• _DOCUMENT EXCERPT_

· · · · · · ·

Consider the human capital dimension. TSMC's competitive advantage rests not primarily on its equipment — its competitors buy similar machines from the same vendors — but on its process engineering culture. TSMC employs approximately 73,000 people, of whom roughly 12,000 hold PhD or master's degrees in semiconductor-related disciplines. These engineers have spent decades refining the manufacturing processes that allow TSMC to achieve yields above ninety-five per cent on its most advanced nodes — yields that Intel, with decades of its own experience, has struggled to match. This knowledge is deeply institutional. It lives in the calibration procedures, the defect classification databases, the equipment qualification protocols, and the thousands of small process adjustments that experienced engineers make based on pattern recognition developed over years of working with a specific tool set on a specific process flow.
A semiconductor fab without its own process development capability is a toll manufacturer, not a technology company. It can produce what others have designed but cannot create what the market will demand next. Europe is paying billions for the former and calling it the latter.
Editorial analysis
The ESMC fab in Dresden will receive its process of record from TSMC headquarters in Hsinchu. When a process issue arises — as it inevitably will, because semiconductor manufacturing involves troubleshooting issues on a daily basis — the resolution path will run through TSMC's engineering organisation, not through a European research institution. The fab's technology roadmap will be determined in Taiwan, based on TSMC's global strategic priorities, not on European industrial needs. If TSMC decides that 12-nanometre technology is no longer worth supporting because its global customers have migrated to more advanced nodes, the Dresden fab will face the same obsolescence risk as any other branch operation of a foreign parent.

· · · · · · ·

Location identification entries:
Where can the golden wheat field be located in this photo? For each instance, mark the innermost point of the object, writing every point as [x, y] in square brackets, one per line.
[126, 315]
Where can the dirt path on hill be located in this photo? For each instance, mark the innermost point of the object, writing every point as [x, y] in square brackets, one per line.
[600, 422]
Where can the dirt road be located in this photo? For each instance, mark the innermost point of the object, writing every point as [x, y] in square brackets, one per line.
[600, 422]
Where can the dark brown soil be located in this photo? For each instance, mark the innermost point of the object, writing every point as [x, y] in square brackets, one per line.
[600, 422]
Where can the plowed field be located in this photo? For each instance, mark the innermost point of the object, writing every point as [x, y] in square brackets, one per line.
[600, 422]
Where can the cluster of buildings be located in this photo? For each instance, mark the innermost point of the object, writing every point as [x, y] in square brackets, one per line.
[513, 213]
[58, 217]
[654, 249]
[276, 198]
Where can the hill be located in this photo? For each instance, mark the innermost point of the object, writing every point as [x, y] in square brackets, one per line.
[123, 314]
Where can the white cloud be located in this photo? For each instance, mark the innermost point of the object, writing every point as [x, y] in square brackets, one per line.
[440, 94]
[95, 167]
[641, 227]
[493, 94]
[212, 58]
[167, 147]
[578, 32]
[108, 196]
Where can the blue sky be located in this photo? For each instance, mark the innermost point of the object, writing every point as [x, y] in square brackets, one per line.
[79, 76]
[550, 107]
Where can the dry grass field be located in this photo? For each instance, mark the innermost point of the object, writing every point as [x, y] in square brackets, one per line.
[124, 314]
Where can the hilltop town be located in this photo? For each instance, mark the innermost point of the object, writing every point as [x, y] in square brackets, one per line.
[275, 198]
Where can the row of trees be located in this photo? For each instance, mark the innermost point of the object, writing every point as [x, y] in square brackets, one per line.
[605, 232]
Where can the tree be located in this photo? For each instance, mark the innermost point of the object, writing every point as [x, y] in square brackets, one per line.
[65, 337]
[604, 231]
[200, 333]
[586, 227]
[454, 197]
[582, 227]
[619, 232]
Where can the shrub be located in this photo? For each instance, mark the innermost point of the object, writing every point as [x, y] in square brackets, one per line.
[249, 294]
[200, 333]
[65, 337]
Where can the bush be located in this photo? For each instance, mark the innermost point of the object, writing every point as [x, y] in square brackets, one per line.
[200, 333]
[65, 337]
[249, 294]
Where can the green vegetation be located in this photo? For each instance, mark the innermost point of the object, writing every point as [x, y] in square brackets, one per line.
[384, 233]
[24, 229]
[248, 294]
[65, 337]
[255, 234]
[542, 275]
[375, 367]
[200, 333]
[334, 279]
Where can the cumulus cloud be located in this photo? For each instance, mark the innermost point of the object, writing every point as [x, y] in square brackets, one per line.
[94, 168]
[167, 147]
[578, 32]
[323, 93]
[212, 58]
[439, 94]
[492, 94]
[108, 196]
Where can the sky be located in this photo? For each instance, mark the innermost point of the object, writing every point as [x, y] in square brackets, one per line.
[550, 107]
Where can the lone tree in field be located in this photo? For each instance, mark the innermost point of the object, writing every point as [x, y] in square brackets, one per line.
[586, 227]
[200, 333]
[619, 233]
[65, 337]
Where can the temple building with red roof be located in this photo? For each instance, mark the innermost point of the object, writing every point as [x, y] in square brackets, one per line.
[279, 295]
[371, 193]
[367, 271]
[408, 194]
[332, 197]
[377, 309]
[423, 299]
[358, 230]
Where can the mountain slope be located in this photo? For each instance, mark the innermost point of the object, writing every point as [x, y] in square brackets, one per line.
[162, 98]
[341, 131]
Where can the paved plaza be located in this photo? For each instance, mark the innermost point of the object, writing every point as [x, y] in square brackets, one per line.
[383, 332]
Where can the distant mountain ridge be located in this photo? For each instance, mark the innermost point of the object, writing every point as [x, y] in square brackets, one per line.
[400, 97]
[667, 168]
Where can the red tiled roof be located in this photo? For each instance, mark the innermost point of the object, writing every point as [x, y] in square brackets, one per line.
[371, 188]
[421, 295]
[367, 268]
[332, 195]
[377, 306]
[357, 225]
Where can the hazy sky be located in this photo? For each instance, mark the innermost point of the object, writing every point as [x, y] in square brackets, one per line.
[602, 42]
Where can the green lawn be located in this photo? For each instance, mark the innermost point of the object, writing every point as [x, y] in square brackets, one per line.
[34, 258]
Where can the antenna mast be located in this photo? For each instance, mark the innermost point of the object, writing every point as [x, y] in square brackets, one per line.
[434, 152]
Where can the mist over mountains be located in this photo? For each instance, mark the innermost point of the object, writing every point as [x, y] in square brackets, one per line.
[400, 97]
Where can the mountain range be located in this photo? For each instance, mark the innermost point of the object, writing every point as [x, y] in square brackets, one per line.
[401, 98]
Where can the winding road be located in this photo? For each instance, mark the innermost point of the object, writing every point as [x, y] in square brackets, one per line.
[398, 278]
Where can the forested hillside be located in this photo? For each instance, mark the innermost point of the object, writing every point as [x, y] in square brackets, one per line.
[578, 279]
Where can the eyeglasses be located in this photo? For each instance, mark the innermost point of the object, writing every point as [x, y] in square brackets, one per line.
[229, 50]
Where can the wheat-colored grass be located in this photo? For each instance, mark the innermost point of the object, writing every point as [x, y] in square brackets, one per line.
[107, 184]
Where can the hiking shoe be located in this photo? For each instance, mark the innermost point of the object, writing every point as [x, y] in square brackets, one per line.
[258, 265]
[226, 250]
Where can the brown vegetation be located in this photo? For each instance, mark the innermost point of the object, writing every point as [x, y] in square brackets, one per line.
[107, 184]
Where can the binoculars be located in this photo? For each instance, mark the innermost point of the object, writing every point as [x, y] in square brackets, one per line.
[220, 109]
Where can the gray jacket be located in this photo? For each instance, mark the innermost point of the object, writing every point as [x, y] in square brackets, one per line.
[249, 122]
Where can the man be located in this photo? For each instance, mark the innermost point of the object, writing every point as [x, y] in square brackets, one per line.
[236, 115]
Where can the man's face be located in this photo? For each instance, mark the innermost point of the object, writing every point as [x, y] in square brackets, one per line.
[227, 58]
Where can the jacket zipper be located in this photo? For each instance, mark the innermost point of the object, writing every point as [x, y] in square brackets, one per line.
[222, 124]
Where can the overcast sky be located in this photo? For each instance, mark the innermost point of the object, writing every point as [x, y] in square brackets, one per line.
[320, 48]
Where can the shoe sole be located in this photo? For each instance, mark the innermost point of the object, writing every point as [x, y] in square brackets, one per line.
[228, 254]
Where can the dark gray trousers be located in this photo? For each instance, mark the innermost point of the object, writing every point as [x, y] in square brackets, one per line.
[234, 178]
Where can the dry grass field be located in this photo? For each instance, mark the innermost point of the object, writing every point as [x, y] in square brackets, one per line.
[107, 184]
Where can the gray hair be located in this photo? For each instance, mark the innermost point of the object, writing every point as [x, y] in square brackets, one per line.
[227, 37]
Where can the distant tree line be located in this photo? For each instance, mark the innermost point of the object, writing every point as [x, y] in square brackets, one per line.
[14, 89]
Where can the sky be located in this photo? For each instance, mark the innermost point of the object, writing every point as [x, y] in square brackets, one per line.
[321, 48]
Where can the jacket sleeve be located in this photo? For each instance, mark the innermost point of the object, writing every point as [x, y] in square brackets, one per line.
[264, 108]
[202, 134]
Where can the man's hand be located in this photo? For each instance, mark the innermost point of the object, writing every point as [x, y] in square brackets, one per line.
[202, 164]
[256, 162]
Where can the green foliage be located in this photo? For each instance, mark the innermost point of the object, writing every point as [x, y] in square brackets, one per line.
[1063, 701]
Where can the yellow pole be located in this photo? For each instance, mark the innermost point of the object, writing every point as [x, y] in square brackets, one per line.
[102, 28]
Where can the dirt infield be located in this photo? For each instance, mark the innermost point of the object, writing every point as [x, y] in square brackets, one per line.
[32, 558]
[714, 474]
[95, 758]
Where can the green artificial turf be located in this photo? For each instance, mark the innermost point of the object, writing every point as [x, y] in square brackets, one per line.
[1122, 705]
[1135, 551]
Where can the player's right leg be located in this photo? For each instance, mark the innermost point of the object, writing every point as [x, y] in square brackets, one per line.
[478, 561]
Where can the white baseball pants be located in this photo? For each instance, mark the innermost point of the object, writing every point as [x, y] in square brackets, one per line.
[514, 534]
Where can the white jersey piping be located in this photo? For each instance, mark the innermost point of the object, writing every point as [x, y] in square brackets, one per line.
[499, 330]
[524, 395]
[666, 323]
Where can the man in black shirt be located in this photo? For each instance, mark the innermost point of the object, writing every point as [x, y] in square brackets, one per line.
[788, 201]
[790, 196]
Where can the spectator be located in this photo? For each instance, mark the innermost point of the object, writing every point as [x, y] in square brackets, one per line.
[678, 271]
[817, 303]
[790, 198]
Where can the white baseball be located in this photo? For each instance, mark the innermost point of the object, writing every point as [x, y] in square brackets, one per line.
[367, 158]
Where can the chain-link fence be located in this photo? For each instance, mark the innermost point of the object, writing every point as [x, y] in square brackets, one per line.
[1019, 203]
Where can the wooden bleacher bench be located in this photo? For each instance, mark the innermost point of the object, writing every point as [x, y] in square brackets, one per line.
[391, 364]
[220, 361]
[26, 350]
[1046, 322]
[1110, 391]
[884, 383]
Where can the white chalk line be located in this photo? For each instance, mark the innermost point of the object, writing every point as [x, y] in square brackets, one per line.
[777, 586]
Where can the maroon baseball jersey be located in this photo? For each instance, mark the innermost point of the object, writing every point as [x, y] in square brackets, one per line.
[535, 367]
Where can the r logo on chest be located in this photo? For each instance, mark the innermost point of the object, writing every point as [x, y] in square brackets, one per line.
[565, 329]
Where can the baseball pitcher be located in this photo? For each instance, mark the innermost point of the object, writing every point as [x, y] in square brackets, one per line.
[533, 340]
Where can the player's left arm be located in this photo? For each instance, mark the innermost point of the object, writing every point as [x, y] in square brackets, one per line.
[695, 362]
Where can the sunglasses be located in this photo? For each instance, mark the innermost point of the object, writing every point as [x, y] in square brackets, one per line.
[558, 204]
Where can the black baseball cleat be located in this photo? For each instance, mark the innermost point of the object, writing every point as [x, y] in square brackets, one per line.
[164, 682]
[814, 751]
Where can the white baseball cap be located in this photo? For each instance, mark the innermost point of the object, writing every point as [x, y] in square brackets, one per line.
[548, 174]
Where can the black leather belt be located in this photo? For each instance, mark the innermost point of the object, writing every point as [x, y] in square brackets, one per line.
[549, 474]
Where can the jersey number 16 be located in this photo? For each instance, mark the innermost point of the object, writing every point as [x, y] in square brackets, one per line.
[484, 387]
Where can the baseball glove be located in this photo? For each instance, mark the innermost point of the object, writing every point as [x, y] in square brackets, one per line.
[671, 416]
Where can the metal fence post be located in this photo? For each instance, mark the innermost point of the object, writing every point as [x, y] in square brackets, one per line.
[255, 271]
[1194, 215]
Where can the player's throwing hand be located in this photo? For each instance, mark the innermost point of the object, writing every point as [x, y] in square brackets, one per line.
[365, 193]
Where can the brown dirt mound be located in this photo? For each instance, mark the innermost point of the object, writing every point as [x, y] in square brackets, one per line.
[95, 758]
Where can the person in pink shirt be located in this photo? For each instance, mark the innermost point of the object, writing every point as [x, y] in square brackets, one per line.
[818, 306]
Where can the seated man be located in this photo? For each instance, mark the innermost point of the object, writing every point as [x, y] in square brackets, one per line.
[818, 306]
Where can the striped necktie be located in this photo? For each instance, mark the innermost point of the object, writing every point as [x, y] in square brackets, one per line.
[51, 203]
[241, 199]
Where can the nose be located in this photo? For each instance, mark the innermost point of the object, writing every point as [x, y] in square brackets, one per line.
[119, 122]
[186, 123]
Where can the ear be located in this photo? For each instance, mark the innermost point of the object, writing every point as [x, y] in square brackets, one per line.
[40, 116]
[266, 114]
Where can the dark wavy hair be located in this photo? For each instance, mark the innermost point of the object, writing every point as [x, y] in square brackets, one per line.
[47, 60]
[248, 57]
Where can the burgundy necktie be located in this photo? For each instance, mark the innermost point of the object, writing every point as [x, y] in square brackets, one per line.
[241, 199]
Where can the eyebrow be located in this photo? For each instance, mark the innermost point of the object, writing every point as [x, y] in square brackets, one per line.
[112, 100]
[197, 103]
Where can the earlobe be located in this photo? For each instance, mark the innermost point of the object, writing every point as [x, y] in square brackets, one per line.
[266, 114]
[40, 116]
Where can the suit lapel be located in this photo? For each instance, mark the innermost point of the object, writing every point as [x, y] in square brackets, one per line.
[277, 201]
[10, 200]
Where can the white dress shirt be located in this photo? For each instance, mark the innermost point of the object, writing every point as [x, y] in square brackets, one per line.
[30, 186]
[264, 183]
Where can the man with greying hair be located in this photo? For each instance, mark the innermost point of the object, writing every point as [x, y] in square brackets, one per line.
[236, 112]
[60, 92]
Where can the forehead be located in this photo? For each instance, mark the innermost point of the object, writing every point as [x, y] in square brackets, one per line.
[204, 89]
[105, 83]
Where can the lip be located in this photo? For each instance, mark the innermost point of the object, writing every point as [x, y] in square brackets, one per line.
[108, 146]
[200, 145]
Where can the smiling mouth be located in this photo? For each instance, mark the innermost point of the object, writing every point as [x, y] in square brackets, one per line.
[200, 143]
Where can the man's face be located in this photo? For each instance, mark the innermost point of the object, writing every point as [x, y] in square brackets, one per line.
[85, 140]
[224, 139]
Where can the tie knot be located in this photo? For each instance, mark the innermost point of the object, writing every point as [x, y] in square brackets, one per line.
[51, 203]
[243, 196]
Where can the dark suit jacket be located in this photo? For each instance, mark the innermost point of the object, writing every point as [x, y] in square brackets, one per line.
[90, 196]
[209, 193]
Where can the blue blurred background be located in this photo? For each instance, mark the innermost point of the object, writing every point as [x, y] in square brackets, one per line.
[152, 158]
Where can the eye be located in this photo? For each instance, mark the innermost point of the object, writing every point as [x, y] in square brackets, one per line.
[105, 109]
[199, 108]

· · · · · · ·

• _WHAT THIS EXERCISE ASKS_
1: In the passage on TSMC, where does the institutional knowledge live? List every item given.
2: Please recast the paragraph of the passage on TSMC that opens "The ESMC fab in Dresden" as a short bulleted list that keeps its main facts.
These records have no connection to the passage on TSMC.

• _EXERCISE SOLUTIONS_
1:
- The calibration procedures
- The defect classification databases
- The equipment qualification protocols
- The thousands of small process adjustments that experienced engineers make based on pattern recognition developed over years of working with a specific tool set on a specific process flow

2:
- The ESMC fab in Dresden will get its process of record from TSMC headquarters in Hsinchu.
- Process issues, which arise daily in semiconductor manufacturing, will be resolved through TSMC's engineering organization, not a European research institution.
- The fab's technology roadmap will be set in Taiwan according to TSMC's global strategic priorities, not European industrial needs.
- If TSMC stops supporting 12-nanometer technology because its global customers have moved to more advanced nodes, the Dresden fab will face the same obsolescence risk as any branch operation of a foreign parent.